» PETUNJUK DAN KETENTUAN
Salin seluruh baris di bawah ini tanpa mengubah apa pun, tetapi jangan sertakan gambarnya dalam jawaban.

» DATA YANG DISEDIAKAN
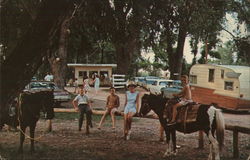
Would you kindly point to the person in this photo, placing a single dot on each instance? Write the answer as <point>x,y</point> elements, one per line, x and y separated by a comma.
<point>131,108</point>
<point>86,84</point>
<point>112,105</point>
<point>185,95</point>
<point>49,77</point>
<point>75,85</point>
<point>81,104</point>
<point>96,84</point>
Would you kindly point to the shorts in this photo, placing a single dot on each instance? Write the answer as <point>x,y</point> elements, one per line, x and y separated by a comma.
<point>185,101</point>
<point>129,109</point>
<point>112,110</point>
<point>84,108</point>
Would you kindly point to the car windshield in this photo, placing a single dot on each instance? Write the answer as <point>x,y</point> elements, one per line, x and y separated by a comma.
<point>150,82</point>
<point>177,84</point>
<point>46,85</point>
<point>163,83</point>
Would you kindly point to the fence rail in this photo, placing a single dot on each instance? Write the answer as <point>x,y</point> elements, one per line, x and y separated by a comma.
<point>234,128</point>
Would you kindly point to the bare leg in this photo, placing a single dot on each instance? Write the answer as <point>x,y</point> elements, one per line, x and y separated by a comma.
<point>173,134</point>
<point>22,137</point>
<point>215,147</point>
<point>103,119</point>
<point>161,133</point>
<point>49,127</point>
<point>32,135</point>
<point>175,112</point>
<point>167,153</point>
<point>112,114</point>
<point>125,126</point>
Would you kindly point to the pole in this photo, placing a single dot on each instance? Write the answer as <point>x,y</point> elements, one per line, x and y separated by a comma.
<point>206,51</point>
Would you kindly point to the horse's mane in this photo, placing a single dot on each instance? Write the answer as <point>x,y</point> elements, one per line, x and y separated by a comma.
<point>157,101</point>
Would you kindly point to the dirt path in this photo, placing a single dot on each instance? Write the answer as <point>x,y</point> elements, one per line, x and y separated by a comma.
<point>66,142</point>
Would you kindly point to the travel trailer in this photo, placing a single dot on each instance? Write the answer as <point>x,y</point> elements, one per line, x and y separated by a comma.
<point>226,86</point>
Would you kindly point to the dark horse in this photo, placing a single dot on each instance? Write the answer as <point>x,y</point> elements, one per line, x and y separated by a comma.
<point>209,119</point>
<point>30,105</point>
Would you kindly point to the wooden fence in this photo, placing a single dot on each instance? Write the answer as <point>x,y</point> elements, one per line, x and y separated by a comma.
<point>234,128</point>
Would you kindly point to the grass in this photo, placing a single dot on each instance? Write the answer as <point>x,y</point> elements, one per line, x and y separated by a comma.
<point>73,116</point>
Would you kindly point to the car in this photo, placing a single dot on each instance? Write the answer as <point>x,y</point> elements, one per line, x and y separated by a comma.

» PENYELESAIAN SOAL
Would you kindly point to the person in this photo, placing a single dot on each instance? Write the answer as <point>x,y</point> elements, one per line, x and y separated by a comma.
<point>131,108</point>
<point>86,84</point>
<point>112,105</point>
<point>185,95</point>
<point>49,77</point>
<point>75,85</point>
<point>81,104</point>
<point>96,84</point>
Would you kindly point to the shorts in this photo, placing a single dot on each instance? Write the answer as <point>x,y</point> elements, one per line, x and y separated by a comma.
<point>185,101</point>
<point>129,109</point>
<point>112,110</point>
<point>84,108</point>
Would you kindly point to the car windshield in this photo, placing a single dot on each instance? Write the answer as <point>x,y</point> elements, one per line, x and y separated by a comma.
<point>150,82</point>
<point>177,84</point>
<point>46,85</point>
<point>163,83</point>
Would you kindly point to the fence rail in this photo, placing a single dot on each instance? Write the answer as <point>x,y</point> elements, one per line, x and y separated by a comma.
<point>234,128</point>
Would you kindly point to the bare leg in this photo, placing a single dot on each instance? Write the answer as <point>x,y</point> elements, one per line, x and y separated by a comma.
<point>173,134</point>
<point>22,137</point>
<point>215,147</point>
<point>103,119</point>
<point>161,133</point>
<point>49,127</point>
<point>32,135</point>
<point>175,112</point>
<point>167,153</point>
<point>112,114</point>
<point>125,126</point>
Would you kindly point to the pole in this photo, placing a single dot on each instance? Write the answer as <point>x,y</point> elements, one per line, x and y separated by a comma.
<point>206,51</point>
Would you kindly point to the horse's mane in this photo, placing a single dot on each instance? Write the answer as <point>x,y</point> elements, one per line, x and y separated by a comma.
<point>157,101</point>
Would you kindly point to the dirt path in this photo, placing a single dot on each instance? Write the answer as <point>x,y</point> elements, one per line, x and y separated by a comma.
<point>66,142</point>
Would you kindly point to the travel trailer in this photo, placing a single dot on each instance? Write the answer as <point>x,y</point> elements, one per line, x and y separated by a comma.
<point>226,86</point>
Would you kindly point to the dark horse in this photo, placing a single dot on each instance? Write the answer as <point>x,y</point> elements, one per line, x and y separated by a comma.
<point>209,119</point>
<point>30,105</point>
Would you kindly point to the wooden fence in this photo, placing a single dot on each instance? Write the answer as <point>x,y</point> elements, one per line, x and y separated by a comma.
<point>234,128</point>
Would you kindly point to the grass in this photo, placing a single dot on each instance? Write the answer as <point>x,y</point> elements, one per line, x and y separated by a comma.
<point>73,116</point>
Would you kindly point to the car in this photo, placing a single dot on each instance? Write the answer as <point>x,y</point> elements, one per line, x and y separated by a comma.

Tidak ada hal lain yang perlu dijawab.